Théâtre en mai 2013, deuxième mi-temps. Fin de festival loin d’être en roue libre, carénée comme un fixie sortie des usines Cinelli, traquant la mémoire, les amours interdites, le mythe et la face pop du jeune théâtre international. Sous le bazar apparent, il y a du profond. Revue de troupes avec, une fois de plus, une mauvaise foi à faire tomber un sioniste d’un cèdre du Liban.

········

Liste des consignes »
a – Indiquez si chacune des affirmations suivantes concorde avec le texte sur le festival Théâtre en mai, en répondant par oui ou par non et en citant les mots décisifs du texte : (i) le festival évoqué a lieu en 2013 ; (ii) la fin du festival est présentée comme étant en roue libre ; (iii) il n'y a rien de profond sous le bazar apparent.
b – Poursuivez le texte sur le festival Théâtre en mai à partir de sa dernière phrase.
Les lignes reproduites ensuite proviennent d'une autre source.

Lignes présentées »

········

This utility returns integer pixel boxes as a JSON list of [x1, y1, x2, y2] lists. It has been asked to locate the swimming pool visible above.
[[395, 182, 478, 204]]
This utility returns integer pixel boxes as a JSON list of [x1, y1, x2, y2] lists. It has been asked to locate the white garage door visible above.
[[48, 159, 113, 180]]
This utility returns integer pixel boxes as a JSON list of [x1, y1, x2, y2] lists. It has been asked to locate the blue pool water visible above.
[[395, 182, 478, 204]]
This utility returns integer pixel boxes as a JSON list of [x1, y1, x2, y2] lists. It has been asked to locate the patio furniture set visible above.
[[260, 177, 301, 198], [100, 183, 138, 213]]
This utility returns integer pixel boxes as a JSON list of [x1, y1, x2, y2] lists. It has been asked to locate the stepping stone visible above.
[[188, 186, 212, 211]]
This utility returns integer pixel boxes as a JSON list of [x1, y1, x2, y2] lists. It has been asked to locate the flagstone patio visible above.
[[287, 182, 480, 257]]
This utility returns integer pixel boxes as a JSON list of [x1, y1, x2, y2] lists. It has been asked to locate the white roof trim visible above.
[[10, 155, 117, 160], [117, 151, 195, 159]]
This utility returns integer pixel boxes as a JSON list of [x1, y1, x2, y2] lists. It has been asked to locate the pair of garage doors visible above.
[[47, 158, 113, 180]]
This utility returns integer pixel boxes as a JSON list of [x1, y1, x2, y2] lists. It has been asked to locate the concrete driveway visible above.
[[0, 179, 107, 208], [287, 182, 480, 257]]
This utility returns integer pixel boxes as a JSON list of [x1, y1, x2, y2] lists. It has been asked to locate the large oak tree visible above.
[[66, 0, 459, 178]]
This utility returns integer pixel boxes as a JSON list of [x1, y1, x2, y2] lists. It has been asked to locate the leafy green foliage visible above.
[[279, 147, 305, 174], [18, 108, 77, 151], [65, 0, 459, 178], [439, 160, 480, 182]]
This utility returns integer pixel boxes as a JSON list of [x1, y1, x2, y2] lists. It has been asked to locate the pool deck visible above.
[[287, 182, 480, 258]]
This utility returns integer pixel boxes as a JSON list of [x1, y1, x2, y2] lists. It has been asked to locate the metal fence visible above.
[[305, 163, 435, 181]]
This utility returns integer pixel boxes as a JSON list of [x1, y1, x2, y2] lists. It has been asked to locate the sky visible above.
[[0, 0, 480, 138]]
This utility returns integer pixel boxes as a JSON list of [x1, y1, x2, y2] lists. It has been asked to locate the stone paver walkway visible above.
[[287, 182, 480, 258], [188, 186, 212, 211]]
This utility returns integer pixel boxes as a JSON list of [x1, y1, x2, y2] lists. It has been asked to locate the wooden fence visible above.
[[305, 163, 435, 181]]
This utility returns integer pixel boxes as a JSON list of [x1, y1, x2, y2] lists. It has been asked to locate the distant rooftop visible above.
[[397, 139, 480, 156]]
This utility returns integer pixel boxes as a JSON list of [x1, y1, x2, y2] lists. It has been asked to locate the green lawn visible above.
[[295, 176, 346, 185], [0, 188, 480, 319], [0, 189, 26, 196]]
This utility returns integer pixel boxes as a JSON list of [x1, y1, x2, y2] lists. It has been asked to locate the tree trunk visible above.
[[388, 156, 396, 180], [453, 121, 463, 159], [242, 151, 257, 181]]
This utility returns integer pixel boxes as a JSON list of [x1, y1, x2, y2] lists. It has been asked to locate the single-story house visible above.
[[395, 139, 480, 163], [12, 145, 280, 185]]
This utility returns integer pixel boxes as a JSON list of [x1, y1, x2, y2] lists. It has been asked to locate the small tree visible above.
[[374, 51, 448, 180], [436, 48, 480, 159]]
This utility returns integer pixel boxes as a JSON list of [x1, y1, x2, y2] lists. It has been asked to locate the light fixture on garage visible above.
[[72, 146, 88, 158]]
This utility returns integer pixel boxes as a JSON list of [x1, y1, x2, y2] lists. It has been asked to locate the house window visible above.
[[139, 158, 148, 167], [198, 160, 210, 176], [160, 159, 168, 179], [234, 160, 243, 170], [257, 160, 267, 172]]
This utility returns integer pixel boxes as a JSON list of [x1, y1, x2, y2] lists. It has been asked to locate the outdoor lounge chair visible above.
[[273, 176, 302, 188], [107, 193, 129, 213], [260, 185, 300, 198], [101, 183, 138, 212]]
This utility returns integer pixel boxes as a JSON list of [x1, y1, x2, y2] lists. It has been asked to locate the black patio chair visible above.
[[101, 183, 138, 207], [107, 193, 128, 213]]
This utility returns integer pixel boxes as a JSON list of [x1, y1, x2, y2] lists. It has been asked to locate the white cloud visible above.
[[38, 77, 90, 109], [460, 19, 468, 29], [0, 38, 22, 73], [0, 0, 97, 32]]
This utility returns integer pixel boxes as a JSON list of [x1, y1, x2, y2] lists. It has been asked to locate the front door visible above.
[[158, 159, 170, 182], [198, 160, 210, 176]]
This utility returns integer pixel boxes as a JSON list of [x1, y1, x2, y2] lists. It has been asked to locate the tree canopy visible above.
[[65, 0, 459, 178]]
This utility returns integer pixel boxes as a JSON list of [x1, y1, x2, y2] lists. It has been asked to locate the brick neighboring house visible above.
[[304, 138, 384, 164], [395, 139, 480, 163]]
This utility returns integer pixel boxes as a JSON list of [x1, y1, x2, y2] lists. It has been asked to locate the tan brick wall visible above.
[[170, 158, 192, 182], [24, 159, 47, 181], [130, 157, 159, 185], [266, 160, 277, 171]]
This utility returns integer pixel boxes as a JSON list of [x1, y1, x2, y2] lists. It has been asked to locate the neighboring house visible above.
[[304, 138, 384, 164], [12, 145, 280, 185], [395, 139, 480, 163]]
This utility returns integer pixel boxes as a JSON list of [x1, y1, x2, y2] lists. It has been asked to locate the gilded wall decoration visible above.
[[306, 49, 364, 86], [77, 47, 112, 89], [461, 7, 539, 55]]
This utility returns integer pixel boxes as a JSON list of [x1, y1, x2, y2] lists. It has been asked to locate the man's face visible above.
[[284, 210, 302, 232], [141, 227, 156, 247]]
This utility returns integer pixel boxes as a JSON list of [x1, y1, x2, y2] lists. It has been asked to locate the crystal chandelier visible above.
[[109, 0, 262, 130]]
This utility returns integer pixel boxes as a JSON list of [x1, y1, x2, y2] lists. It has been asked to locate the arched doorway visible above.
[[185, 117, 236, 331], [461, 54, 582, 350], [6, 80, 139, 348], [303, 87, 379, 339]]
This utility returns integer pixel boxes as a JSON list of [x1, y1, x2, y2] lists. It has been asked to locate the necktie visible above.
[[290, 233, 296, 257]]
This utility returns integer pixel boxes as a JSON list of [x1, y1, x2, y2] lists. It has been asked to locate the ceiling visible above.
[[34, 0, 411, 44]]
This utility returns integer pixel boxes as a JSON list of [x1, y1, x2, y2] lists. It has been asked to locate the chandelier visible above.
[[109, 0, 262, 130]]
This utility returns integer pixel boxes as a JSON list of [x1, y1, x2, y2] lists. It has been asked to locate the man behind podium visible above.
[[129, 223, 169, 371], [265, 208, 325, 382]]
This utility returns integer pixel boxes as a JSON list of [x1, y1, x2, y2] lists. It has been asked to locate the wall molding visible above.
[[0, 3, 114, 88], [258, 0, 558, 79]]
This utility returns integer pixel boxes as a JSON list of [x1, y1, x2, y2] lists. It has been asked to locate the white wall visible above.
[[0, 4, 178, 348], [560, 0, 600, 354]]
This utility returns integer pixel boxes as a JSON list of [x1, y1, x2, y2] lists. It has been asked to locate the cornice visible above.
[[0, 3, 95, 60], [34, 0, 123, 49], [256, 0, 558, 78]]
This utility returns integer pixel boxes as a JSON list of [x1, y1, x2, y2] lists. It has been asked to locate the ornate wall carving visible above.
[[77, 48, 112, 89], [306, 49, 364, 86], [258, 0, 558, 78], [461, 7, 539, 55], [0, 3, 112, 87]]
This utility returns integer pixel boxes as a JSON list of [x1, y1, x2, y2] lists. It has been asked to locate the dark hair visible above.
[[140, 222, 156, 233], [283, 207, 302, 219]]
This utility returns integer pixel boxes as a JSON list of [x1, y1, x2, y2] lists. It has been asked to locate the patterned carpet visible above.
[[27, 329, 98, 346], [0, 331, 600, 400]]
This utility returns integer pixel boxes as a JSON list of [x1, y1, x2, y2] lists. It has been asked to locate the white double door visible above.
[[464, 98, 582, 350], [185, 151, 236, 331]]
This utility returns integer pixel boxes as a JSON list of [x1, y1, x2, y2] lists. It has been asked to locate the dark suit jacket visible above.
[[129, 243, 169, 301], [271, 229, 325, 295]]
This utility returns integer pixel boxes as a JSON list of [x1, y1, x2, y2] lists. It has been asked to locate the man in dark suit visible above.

········

Éléments de réponse »
a –
(i) Oui : « Théâtre en mai 2013 ».
(ii) Non : « Fin de festival loin d’être en roue libre ».
(iii) Non : « Sous le bazar apparent, il y a du profond. »

b –
Try to remember
Mercredi et jeudi, c’est retour de mémoire. Se souvenir de Violetta ausculte l’amour éternel à Mansart et Voyageur 51723 scalpe le devoir de mémoire à la Bourse du Travail. Deux facettes de théâtre, deux jeunes équipes, deux salles, deux ambiances, comme pour les bals à papa. Première salle, en haut, celle des grands qui cherchent les imports dans les magasins de musique. Violetta séduit terrible sur le papier et donne carrément envie mais pêche par l’attitude en scène, difficile d’être convaincu par cette maison de poupée qui assène, proclame et monte sur ses ergots. Très léché, très calibré pour la carrière. Malgré le beau geste de Lucas Partensky et la douceur inaliénable de Ruth Nüesch, on s’ennuie beaucoup avec Gazza et Dzwoneck. Du coup on est partis voir Dominique A à la Vap’. Concert de patron et rappels à rallonge qui rattrapent la journée.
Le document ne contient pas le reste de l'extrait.